Exercise directions: Retype all of the entries word for word.

Object pointing dataset rows:
## Begin

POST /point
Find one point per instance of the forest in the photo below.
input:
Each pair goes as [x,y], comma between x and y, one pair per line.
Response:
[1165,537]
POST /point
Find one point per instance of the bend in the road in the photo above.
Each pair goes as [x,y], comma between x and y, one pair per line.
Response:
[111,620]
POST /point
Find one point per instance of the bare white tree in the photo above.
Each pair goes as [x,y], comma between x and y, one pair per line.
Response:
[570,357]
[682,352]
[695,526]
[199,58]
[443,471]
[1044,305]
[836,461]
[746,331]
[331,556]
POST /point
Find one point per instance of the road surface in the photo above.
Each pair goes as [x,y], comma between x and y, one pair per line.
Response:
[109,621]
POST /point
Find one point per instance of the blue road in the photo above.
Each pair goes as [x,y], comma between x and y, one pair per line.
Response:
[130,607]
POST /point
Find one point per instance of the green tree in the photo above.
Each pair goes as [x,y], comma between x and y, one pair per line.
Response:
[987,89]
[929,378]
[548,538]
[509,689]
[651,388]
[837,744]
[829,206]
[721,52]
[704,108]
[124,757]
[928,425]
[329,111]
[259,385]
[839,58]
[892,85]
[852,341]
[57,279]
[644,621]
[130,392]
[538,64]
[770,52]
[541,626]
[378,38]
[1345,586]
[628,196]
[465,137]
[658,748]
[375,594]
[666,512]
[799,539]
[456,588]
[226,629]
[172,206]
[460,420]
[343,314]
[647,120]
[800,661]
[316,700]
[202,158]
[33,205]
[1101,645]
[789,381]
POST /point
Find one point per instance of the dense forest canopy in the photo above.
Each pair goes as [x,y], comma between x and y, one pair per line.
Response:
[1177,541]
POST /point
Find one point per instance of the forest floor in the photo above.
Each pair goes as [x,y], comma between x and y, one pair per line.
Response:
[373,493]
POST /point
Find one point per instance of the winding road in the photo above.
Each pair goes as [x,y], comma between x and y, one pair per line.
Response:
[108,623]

## End

The result:
POST /point
Find one point per instance of the forest in the photo below.
input:
Each pair goes as [x,y], comma between x and y, one pair per line.
Response:
[1165,537]
POST /point
Find one point per instance of the bend in the road in the photo above.
Each pair goes as [x,y], comma between x and y, one pair per line.
Response:
[111,620]
POST /point
Find one point per instance of the bare white tree in the photo above.
Each pair goes as [x,y], comma between x and y, one pair per line.
Response:
[570,357]
[682,352]
[695,526]
[199,58]
[443,471]
[1044,305]
[836,461]
[746,331]
[331,556]
POST /point
Find one point per instance of the road surface in the photo above.
Each pair goes as [x,y], comma between x and y, one pair per line.
Response:
[109,621]
POST /point
Find one point per instance of the blue road in the photo above.
Each pair goes as [x,y], comma between x and y, one pair per line.
Response:
[130,607]
POST /point
Find one point per instance of the green tree in the photo above.
Each pair goes as [x,y], comma between x and y, one pair per line.
Response:
[987,89]
[929,378]
[548,538]
[509,689]
[651,388]
[837,744]
[829,206]
[721,52]
[704,108]
[124,757]
[928,425]
[329,111]
[259,385]
[839,58]
[892,85]
[852,341]
[57,279]
[644,621]
[130,392]
[538,64]
[770,52]
[541,626]
[378,38]
[1345,586]
[628,196]
[465,137]
[658,748]
[375,594]
[666,512]
[799,539]
[456,588]
[226,629]
[172,206]
[460,420]
[343,314]
[647,120]
[800,661]
[316,700]
[202,158]
[33,205]
[1101,645]
[789,381]
POST /point
Find one point per instance of the dense forest canopy in the photo above.
Each pair goes as [x,y], comma between x and y, one pair per line.
Response:
[1177,541]
POST /point
Find one point per instance of the forest floor in the photo above.
Each pair goes as [x,y], comma between x and y, one pair per line.
Response:
[373,493]
POST /point
Find one point per instance of the winding road in the photo above.
Each pair goes as [x,y], comma between x and y, one pair per line.
Response:
[108,623]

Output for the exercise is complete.